+++ WORKING DATA +++
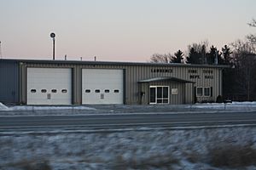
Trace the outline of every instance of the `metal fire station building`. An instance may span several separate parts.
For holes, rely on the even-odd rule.
[[[150,105],[216,101],[218,65],[0,60],[0,102]]]

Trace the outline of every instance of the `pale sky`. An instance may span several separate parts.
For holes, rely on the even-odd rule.
[[[256,28],[256,0],[0,0],[3,59],[148,61],[205,40],[221,48]]]

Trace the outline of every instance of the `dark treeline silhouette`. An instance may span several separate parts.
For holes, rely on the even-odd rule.
[[[253,35],[251,35],[251,37]],[[255,38],[255,37],[254,37]],[[188,46],[188,54],[181,50],[174,54],[154,54],[151,62],[197,65],[228,65],[223,71],[223,97],[233,101],[256,100],[256,50],[249,38],[224,45],[221,50],[207,42]],[[217,60],[218,59],[218,60]]]

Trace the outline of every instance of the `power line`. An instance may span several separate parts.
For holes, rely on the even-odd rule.
[[[3,56],[2,56],[2,45],[1,45],[1,41],[0,41],[0,59],[2,59],[3,58]]]

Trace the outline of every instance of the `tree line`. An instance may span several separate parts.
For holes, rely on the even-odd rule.
[[[256,20],[248,23],[256,27]],[[256,100],[256,35],[224,45],[220,50],[202,42],[188,46],[187,54],[180,49],[172,54],[154,54],[154,63],[228,65],[223,71],[223,97],[236,101]]]

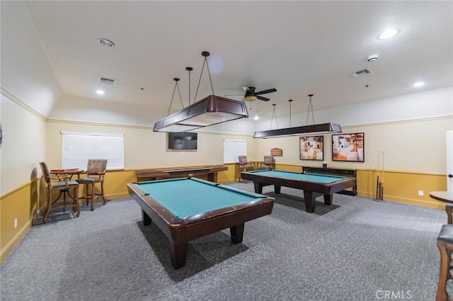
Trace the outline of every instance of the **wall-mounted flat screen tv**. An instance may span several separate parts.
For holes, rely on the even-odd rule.
[[[197,149],[197,133],[169,132],[168,149]]]

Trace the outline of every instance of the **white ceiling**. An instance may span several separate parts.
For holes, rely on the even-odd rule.
[[[186,67],[193,68],[193,102],[202,51],[211,53],[216,95],[242,94],[243,86],[277,89],[263,95],[270,101],[251,103],[268,118],[273,103],[279,115],[287,114],[289,99],[292,113],[306,112],[309,93],[316,110],[453,83],[452,1],[25,3],[67,96],[149,106],[161,118],[175,77],[187,106]],[[389,27],[398,35],[378,39]],[[115,47],[101,45],[101,38]],[[370,55],[379,59],[368,62]],[[350,75],[365,68],[372,73]],[[100,84],[99,76],[117,84]],[[425,86],[414,88],[418,81]],[[105,94],[97,96],[98,89]],[[197,100],[210,90],[205,69]],[[172,111],[180,108],[176,93]]]

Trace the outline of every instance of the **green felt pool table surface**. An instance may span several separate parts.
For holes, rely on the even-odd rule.
[[[354,186],[355,178],[286,171],[254,171],[241,172],[244,180],[253,181],[255,192],[262,193],[263,187],[273,185],[275,193],[282,186],[304,191],[305,210],[314,212],[316,198],[323,195],[324,203],[331,205],[333,193]]]
[[[137,186],[171,212],[176,220],[263,198],[257,193],[195,178],[140,182]]]
[[[171,242],[174,268],[185,264],[188,242],[229,228],[242,242],[246,222],[270,215],[274,198],[196,178],[130,183],[144,225],[154,222]]]

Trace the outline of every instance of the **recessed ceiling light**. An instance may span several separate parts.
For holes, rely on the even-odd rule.
[[[98,42],[99,42],[101,45],[105,46],[108,48],[115,47],[115,44],[113,43],[113,42],[110,41],[110,40],[101,38],[98,39]]]
[[[398,33],[398,30],[394,28],[387,29],[384,33],[381,33],[381,35],[379,35],[379,39],[389,39],[390,38],[394,37],[396,33]]]

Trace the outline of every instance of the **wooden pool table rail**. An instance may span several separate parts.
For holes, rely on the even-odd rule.
[[[188,169],[150,169],[134,172],[137,182],[161,180],[163,178],[181,178],[186,176],[207,176],[207,181],[217,181],[217,173],[228,170],[224,165],[193,167]]]

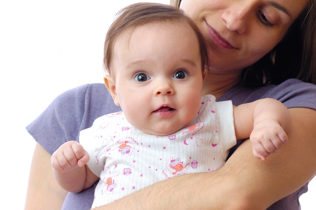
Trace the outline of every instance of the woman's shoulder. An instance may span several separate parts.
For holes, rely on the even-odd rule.
[[[52,153],[62,143],[78,140],[97,118],[119,110],[104,84],[85,84],[60,94],[26,129]]]
[[[271,97],[288,108],[305,107],[316,110],[316,85],[297,79],[289,79],[277,85],[248,88],[239,84],[227,91],[220,100],[232,100],[234,105]]]

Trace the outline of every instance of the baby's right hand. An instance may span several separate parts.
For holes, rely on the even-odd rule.
[[[52,154],[51,166],[57,171],[66,173],[84,166],[89,159],[89,154],[79,142],[70,141],[63,144]]]

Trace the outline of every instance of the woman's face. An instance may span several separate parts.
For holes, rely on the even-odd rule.
[[[182,0],[205,38],[213,72],[255,63],[281,40],[308,0]]]

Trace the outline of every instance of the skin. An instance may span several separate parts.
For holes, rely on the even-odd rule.
[[[167,38],[172,34],[176,36]],[[193,30],[180,23],[146,24],[120,36],[114,50],[114,75],[104,80],[130,123],[165,136],[195,117],[204,76],[198,46]],[[141,108],[141,115],[135,108]]]
[[[306,2],[295,1],[275,2],[286,6],[287,10],[292,14],[293,20],[301,11],[301,8]],[[244,11],[245,14],[250,14],[250,16],[243,16],[240,13],[236,13],[237,11],[241,11],[230,7],[230,6],[231,7],[239,6],[238,4],[238,1],[224,1],[224,3],[234,4],[227,3],[226,4],[226,8],[224,9],[220,5],[223,1],[214,0],[211,2],[201,0],[199,2],[200,3],[199,6],[200,6],[201,8],[208,6],[208,4],[206,4],[207,2],[209,3],[209,5],[213,4],[215,6],[215,10],[218,6],[219,14],[217,14],[217,16],[215,17],[217,18],[216,19],[216,20],[214,20],[214,22],[218,22],[219,24],[220,23],[223,24],[221,25],[221,27],[223,27],[225,22],[224,21],[224,19],[222,19],[221,13],[224,13],[224,12],[227,11],[229,9],[231,9],[230,14],[232,14],[230,17],[234,17],[231,19],[231,26],[236,26],[236,24],[233,23],[234,21],[238,20],[241,23],[244,23],[246,20],[245,17],[248,17],[247,19],[248,20],[246,23],[249,23],[250,21],[249,20],[251,19],[252,20],[251,23],[261,24],[259,21],[257,22],[253,20],[254,18],[257,18],[254,15],[255,14],[254,13],[256,11],[255,7],[247,6],[256,5],[255,4],[249,4],[254,3],[261,3],[264,5],[264,3],[268,2],[254,0],[242,1],[243,3],[247,4],[244,3],[242,7],[239,8],[247,8],[247,10],[241,11]],[[194,2],[193,1],[185,0],[181,4],[182,8],[192,17],[193,13],[197,12],[197,11],[193,12],[193,10],[196,9],[197,6],[196,3],[193,3]],[[295,5],[295,4],[298,5]],[[190,5],[191,7],[189,7]],[[195,22],[200,28],[198,19],[194,18]],[[217,28],[219,27],[217,25],[214,27],[219,31],[219,32],[221,31],[221,28]],[[265,26],[262,25],[262,27]],[[287,29],[288,26],[284,27]],[[226,32],[229,33],[228,36],[224,36],[225,34],[221,35],[227,39],[231,37],[230,36],[231,36],[233,37],[231,38],[234,40],[235,39],[238,40],[238,38],[237,37],[247,37],[250,39],[251,37],[257,37],[254,33],[258,31],[252,30],[252,33],[244,36],[243,35],[247,31],[246,30],[242,32],[242,30],[239,30],[238,32],[236,29],[230,30],[228,28],[227,28]],[[240,33],[240,32],[242,33]],[[203,33],[205,33],[205,31]],[[282,36],[280,36],[278,40],[280,40]],[[272,37],[269,35],[269,37],[270,40],[273,39],[275,36]],[[251,46],[257,43],[261,44],[261,47],[264,47],[272,43],[270,41],[262,41],[261,39],[258,39],[258,38],[253,39],[252,42],[248,42],[247,39],[245,38],[240,38],[240,43],[243,43],[243,43],[245,43],[245,44],[248,43],[246,46]],[[258,40],[260,40],[260,41],[257,41]],[[276,41],[276,43],[277,41]],[[230,42],[235,43],[233,41],[230,41]],[[208,44],[212,44],[212,42]],[[214,43],[213,44],[214,45]],[[273,46],[270,46],[272,47]],[[220,48],[218,48],[218,52],[221,52],[221,50],[226,50]],[[267,50],[268,50],[268,49]],[[262,51],[260,51],[260,54],[261,56],[264,55]],[[255,61],[253,60],[248,61],[248,59],[252,60],[251,58],[249,58],[249,56],[240,58],[238,56],[236,57],[232,56],[228,56],[227,54],[227,56],[221,57],[219,55],[217,58],[213,57],[216,56],[216,55],[212,55],[210,56],[211,63],[214,65],[214,67],[212,72],[212,77],[207,77],[206,82],[204,83],[203,88],[205,93],[212,93],[217,97],[238,82],[240,69],[242,68]],[[257,56],[255,55],[256,58],[260,57]],[[212,58],[214,58],[214,61]],[[226,61],[226,59],[232,60],[234,58],[235,58],[235,63],[233,61],[229,62],[228,60]],[[225,62],[224,61],[224,58]],[[216,61],[218,61],[218,63],[216,63]],[[236,64],[239,64],[236,66]],[[220,69],[222,71],[220,72]],[[316,124],[316,112],[306,108],[292,108],[289,109],[289,111],[293,119],[292,129],[288,135],[289,141],[279,150],[279,151],[269,157],[267,161],[262,162],[253,158],[250,142],[249,141],[246,141],[238,147],[223,167],[214,172],[177,176],[157,183],[115,203],[106,206],[100,207],[98,209],[267,208],[274,202],[299,188],[316,173],[314,167],[316,165],[316,153],[314,152],[316,141],[314,140],[314,137],[316,136],[316,131],[314,129],[314,125]],[[32,169],[40,170],[36,171],[36,173],[32,173],[33,169],[31,169],[32,176],[30,177],[26,209],[50,209],[49,207],[51,208],[52,205],[47,204],[49,203],[50,200],[55,201],[54,206],[61,206],[65,195],[64,191],[61,189],[56,182],[51,181],[54,180],[51,171],[49,170],[42,170],[43,166],[50,167],[50,155],[38,144],[35,148],[34,154],[35,154],[32,161]],[[245,164],[245,163],[247,163],[247,164]],[[188,182],[188,180],[194,181]],[[39,185],[40,184],[41,186],[49,187],[35,187],[36,185],[34,185],[35,182]],[[183,184],[184,183],[186,184]],[[51,190],[51,189],[54,190]],[[187,190],[188,189],[190,189],[190,190]],[[260,189],[260,190],[258,190],[258,189]],[[179,191],[181,193],[179,193]],[[62,192],[52,193],[60,191]],[[199,193],[198,197],[196,197],[192,196],[192,191],[203,193]],[[166,192],[168,193],[165,193]],[[49,194],[49,196],[43,196],[43,194]],[[170,196],[170,194],[172,194],[173,196]],[[209,195],[212,196],[210,196]],[[144,200],[142,199],[143,197],[146,197],[147,199]],[[35,200],[36,202],[32,202]],[[227,200],[231,202],[227,202]],[[177,205],[175,205],[175,203]],[[59,208],[57,207],[56,209],[58,208]]]

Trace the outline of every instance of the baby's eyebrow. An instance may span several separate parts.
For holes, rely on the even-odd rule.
+++
Print the material from its start through the line containing "[[[256,28],[256,0],[0,0],[3,59],[148,61],[205,40],[221,48]]]", keeping every line unchanged and including that final line. Omit the pictures.

EXERCISE RESPONSE
Trace the outline of every instance of the `metal fire station building`. An instance may span several separate parts.
For holes, rely on the even-odd rule.
[[[150,105],[216,101],[218,65],[0,60],[0,102]]]

Trace the outline of every instance of the `pale sky`. An instance may span several separate parts.
For holes, rely on the even-odd rule.
[[[256,28],[256,0],[0,0],[3,59],[148,61],[205,40],[221,48]]]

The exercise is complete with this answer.